Segment Start: Excerpted passage

MARCUS SAMUELSSON: They are Dog Town, man, they are the next generation Dog Town in Africa.

(END VIDEO CLIP)

BOURDAIN (voice-over): A few years back, a couple of Ethiopians who had living abroad returned to Addis with some skateboards. Today, there are couple hundred skaters of Ethiopia and more on the sidelines waiting for their chance, waiting for a board, waiting for a pair of sneakers.

(BEGIN VIDEO CLIP)

[20:10:00] BOURDAIN (on camera): It is funny that, it is like skater board culture came from white southern California's suburban -- if you could pretty much track all the skater culture back to one parking lot.

MARCUS SAMUELSSON: Yes.

BOURDAIN: So, what is coming out of this parking lot?

Segment End: Excerpted passage
Segment Start: Extracted entries

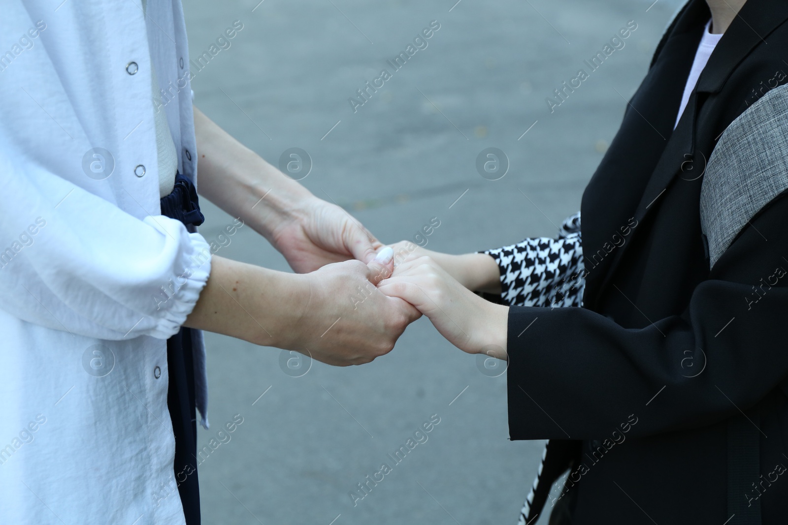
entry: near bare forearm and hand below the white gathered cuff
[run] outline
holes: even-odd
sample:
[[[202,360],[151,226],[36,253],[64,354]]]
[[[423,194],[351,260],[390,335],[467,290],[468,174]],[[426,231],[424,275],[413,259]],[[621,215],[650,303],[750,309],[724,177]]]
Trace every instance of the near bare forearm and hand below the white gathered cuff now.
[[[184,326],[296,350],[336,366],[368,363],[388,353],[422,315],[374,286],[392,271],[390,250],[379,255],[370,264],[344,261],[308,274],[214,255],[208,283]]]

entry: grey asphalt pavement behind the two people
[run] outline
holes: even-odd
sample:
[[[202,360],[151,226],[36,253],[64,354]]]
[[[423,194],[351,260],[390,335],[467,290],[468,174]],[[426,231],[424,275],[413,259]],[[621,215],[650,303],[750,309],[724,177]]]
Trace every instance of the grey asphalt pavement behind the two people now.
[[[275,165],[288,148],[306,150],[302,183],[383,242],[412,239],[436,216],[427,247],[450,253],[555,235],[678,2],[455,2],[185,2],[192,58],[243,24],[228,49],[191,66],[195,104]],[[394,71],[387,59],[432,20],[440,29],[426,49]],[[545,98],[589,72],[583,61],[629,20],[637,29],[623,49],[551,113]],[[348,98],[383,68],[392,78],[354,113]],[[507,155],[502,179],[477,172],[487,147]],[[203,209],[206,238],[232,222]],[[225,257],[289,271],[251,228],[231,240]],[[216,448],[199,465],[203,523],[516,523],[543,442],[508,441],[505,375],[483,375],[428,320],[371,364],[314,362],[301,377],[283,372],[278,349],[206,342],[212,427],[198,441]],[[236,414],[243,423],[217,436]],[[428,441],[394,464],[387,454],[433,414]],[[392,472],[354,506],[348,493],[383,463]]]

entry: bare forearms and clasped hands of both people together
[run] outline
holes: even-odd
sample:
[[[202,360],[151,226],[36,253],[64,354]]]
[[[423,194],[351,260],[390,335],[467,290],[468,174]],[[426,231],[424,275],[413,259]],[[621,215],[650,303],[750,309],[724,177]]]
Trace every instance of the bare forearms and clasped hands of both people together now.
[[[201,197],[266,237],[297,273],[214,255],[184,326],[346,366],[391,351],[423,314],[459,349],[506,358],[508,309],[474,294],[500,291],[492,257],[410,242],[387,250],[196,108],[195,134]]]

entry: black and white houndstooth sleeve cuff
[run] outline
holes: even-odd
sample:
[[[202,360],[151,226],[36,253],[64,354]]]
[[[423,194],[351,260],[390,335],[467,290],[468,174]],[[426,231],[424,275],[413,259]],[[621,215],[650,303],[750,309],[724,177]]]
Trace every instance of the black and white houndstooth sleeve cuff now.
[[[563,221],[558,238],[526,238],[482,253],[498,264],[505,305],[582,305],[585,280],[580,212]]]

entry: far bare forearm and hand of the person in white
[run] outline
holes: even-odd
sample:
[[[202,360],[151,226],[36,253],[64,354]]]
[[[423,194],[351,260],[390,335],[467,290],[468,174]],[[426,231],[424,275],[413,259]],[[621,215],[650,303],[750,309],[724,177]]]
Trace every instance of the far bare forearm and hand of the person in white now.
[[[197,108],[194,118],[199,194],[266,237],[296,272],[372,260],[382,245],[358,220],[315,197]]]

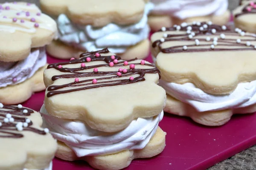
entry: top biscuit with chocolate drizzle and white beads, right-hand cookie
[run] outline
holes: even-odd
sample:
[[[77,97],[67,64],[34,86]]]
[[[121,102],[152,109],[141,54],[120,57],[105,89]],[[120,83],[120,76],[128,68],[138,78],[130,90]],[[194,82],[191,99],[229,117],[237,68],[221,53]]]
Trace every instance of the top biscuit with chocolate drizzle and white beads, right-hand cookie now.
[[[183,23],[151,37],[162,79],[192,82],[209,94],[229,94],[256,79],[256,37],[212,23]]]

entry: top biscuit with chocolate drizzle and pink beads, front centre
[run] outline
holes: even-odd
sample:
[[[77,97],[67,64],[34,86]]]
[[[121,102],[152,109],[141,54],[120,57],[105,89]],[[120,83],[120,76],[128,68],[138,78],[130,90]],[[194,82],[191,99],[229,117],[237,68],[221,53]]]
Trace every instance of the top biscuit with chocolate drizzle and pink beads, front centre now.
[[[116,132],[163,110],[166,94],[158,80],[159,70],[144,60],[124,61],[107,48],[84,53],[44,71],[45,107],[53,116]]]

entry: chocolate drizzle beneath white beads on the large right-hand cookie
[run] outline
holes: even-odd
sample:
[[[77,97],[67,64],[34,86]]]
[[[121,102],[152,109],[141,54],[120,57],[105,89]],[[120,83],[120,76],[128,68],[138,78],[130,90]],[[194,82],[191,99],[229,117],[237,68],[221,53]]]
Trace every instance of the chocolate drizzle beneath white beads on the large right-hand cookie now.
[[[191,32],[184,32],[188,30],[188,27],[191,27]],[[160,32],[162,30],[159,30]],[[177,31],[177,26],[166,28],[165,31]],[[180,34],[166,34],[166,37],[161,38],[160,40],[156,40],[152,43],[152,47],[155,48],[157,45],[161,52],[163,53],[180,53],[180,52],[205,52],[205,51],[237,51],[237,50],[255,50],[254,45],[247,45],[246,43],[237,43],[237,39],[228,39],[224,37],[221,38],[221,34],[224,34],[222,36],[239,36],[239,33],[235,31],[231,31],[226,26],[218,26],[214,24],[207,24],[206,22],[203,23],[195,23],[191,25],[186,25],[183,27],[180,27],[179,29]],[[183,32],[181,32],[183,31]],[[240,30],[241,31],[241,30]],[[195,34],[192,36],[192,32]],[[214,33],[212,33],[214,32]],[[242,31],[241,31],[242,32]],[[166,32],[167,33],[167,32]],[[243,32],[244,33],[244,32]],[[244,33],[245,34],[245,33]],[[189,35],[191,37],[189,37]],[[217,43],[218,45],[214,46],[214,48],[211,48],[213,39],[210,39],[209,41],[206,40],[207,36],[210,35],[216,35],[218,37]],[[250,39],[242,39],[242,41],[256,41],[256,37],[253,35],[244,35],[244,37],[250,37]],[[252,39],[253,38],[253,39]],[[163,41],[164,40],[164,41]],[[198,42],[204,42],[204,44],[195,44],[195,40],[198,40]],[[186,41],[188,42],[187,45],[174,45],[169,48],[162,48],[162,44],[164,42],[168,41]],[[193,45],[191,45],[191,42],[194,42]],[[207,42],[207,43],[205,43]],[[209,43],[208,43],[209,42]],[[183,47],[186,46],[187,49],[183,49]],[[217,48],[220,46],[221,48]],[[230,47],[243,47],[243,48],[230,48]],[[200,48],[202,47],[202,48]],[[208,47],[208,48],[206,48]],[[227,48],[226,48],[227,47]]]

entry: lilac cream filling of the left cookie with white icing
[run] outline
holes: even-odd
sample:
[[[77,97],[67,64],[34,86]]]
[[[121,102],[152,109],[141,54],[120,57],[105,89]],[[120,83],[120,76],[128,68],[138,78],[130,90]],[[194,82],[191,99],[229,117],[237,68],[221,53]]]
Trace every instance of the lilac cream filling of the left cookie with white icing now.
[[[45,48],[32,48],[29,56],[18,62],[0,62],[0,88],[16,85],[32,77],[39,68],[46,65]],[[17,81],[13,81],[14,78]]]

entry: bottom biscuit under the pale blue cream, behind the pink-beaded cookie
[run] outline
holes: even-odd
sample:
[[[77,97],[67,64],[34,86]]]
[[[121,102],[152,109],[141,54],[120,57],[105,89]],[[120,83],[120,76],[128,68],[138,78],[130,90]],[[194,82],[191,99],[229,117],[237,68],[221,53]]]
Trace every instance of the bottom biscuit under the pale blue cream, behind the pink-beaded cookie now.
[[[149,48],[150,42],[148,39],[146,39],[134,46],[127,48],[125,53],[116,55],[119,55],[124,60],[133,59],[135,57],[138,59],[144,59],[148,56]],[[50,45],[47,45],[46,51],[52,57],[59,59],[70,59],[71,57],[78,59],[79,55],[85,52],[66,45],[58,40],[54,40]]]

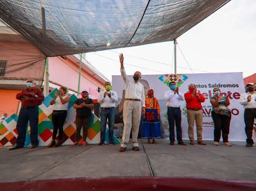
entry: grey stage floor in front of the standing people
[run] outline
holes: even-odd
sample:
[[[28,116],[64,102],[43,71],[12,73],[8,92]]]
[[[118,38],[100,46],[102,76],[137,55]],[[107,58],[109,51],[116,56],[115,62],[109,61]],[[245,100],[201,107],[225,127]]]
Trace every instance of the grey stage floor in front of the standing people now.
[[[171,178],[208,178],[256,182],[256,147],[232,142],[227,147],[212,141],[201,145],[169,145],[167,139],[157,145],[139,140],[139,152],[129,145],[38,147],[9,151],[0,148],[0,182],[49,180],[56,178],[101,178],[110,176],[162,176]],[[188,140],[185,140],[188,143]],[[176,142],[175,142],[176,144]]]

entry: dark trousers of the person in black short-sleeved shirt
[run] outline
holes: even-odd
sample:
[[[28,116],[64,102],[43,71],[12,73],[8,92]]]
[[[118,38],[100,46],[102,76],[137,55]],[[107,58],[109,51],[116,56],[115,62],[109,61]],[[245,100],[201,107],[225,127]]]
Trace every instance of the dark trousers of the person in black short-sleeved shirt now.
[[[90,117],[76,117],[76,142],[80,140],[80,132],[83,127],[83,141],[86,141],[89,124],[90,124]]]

Segment End: Extracted entries
Segment Start: Extracted entries

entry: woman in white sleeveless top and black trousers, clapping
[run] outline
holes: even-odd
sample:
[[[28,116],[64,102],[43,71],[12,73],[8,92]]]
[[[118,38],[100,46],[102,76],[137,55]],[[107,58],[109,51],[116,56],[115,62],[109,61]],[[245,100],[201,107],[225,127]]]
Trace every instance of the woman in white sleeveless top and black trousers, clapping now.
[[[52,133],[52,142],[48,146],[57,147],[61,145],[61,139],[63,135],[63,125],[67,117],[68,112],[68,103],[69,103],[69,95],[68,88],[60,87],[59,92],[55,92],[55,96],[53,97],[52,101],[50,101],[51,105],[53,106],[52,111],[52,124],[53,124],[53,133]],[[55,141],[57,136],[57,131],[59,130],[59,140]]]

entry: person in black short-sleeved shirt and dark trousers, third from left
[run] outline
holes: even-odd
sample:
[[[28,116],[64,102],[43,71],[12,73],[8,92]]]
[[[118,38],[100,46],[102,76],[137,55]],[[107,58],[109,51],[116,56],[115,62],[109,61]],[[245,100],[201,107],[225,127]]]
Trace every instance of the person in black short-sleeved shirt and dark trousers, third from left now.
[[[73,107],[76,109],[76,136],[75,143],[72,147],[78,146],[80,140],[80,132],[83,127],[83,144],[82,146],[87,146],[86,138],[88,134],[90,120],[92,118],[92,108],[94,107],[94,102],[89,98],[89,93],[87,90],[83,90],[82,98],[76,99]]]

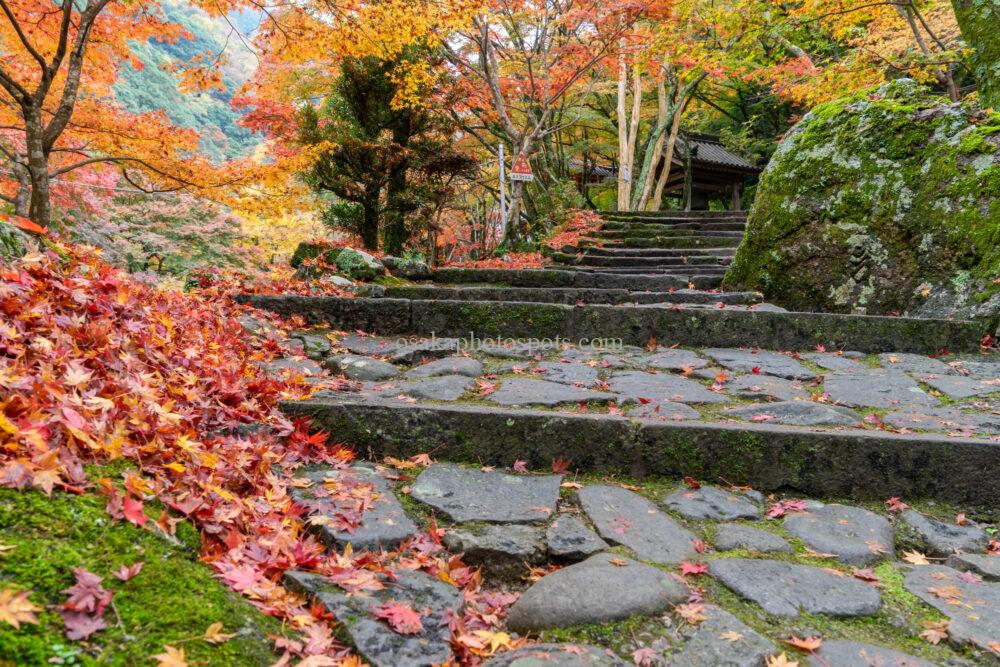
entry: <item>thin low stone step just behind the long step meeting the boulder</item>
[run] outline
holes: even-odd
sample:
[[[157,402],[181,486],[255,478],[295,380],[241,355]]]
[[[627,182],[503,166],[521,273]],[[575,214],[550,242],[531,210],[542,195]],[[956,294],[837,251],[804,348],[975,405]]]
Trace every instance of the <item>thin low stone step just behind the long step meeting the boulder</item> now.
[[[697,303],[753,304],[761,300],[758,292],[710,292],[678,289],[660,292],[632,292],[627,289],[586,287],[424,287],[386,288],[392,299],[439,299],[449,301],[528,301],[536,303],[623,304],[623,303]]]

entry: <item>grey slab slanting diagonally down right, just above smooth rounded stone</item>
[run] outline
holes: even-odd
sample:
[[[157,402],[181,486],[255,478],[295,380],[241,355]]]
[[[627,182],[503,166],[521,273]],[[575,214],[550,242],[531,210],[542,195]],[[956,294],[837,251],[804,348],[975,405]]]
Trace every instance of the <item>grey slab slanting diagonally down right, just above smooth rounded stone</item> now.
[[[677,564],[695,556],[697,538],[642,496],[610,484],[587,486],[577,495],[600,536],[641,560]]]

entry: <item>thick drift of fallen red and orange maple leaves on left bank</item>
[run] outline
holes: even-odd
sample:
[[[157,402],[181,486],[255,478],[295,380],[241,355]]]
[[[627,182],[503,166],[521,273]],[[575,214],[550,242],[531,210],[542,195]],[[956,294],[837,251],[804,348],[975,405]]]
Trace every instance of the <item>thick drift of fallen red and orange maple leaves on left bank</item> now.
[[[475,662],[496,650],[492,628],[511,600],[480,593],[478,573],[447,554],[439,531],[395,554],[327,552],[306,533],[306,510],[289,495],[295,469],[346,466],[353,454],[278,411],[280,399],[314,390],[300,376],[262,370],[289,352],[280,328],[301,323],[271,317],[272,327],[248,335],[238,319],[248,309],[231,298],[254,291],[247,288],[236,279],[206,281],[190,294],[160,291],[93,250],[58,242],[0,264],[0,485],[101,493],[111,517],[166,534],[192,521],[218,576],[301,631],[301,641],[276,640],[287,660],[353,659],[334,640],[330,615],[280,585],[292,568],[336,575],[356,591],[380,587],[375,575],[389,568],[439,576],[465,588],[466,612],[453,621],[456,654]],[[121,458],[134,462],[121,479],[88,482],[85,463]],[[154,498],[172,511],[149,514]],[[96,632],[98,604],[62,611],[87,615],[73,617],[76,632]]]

Segment End: Extracted entries

Work to be completed: Quote the full transcript excerpt about skateboarding in Addis, word for word. Draw only on the transcript excerpt, and nothing else.

Reply:
MARCUS SAMUELSSON: They are Dog Town, man, they are the next generation Dog Town in Africa.

(END VIDEO CLIP)

BOURDAIN (voice-over): A few years back, a couple of Ethiopians who had living abroad returned to Addis with some skateboards. Today, there are couple hundred skaters of Ethiopia and more on the sidelines waiting for their chance, waiting for a board, waiting for a pair of sneakers.

(BEGIN VIDEO CLIP)

[20:10:00] BOURDAIN (on camera): It is funny that, it is like skater board culture came from white southern California's suburban -- if you could pretty much track all the skater culture back to one parking lot.

MARCUS SAMUELSSON: Yes.

BOURDAIN: So, what is coming out of this parking lot?